Verilen görev -
Aşağıdaki öğelerdeki satırların hepsini, her satır bir dize olacak şekilde bir JSON listesi olarak ifade et. Boş satırları atla ve resimleri yanıta katma.
== == ==
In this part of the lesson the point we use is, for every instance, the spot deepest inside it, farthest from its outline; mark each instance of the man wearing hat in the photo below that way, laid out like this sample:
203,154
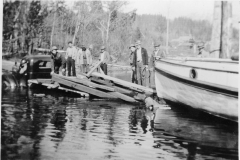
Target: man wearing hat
57,61
156,52
84,59
71,54
104,58
133,50
140,60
== == ==
Göreve yanıt -
[
  "In this part of the lesson the point we use is, for every instance, the spot deepest inside it, farthest from its outline; mark each instance of the man wearing hat in the photo below that way, laid out like this sample:",
  "203,154",
  "Target: man wearing hat",
  "57,61",
  "156,52",
  "84,59",
  "71,54",
  "104,58",
  "133,50",
  "140,60"
]